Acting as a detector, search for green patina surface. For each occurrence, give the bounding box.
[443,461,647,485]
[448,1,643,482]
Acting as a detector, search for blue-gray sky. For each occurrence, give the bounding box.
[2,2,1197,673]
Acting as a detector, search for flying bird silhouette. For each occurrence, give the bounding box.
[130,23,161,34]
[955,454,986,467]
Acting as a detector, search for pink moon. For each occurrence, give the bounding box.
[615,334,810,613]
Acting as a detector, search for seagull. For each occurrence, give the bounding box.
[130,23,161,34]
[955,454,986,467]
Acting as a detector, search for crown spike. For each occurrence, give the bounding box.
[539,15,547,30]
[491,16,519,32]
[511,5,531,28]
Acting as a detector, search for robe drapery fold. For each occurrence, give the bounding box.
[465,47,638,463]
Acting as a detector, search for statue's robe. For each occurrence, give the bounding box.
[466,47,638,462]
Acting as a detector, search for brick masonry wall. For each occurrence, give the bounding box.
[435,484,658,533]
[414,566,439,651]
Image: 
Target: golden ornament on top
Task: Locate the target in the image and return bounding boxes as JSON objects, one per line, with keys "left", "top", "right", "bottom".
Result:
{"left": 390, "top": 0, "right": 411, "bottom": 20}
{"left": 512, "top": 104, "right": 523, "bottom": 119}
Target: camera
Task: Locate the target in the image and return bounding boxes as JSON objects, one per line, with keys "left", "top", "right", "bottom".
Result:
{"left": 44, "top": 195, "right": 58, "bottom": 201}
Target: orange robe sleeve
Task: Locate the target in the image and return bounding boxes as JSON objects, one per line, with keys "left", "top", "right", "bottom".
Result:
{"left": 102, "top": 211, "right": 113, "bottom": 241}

What to work on: From the first line to the last, restate the data above exactly.

Solution:
Acting as a detector, search for green patina surface. For each occurrence, give the bounding box.
[443,461,647,485]
[448,1,643,482]
Acting as a detector, search for blue-gray sky. For each occurrence, give the bounding box.
[2,2,1197,673]
Acting as a detector, search for flying bird silhouette. For each occurrence, give the bounding box.
[130,23,161,34]
[955,454,986,467]
Acting as a detector, search for pink moon. For each occurrence, give the bounding box.
[615,334,810,613]
Acting as a detector, search for seagull. For each occurrence, give the bounding box.
[130,23,161,34]
[955,454,986,467]
Acting as a detector, search for crown spike. For each occurrence, give the bounding box.
[539,15,547,30]
[491,16,519,32]
[511,5,531,28]
Acting as a detector, search for robe drapery fold. For each occurrence, give the bounding box.
[465,47,638,463]
Acting as a detector, search for statue's robe. For each occurrence, give the bounding box.
[466,47,638,462]
Acting as a detector, search for brick masonry wall. For each occurrence, give the bounding box.
[435,484,658,533]
[414,566,439,651]
Image: 
Target: golden ornament on top
Task: Locate the target in the image and return bounding boxes as JSON objects, one per line, with keys "left", "top", "right", "bottom".
Result:
{"left": 390, "top": 0, "right": 411, "bottom": 20}
{"left": 512, "top": 104, "right": 523, "bottom": 119}
Target: camera
Task: Locate the target in the image and return bounding boxes as JSON objects, one per line, with keys "left", "top", "right", "bottom".
Result:
{"left": 44, "top": 195, "right": 58, "bottom": 201}
Target: orange robe sleeve
Task: Locate the target in the image and return bounding boxes as JSON objects, one per line, with keys "left", "top", "right", "bottom".
Result:
{"left": 102, "top": 211, "right": 113, "bottom": 241}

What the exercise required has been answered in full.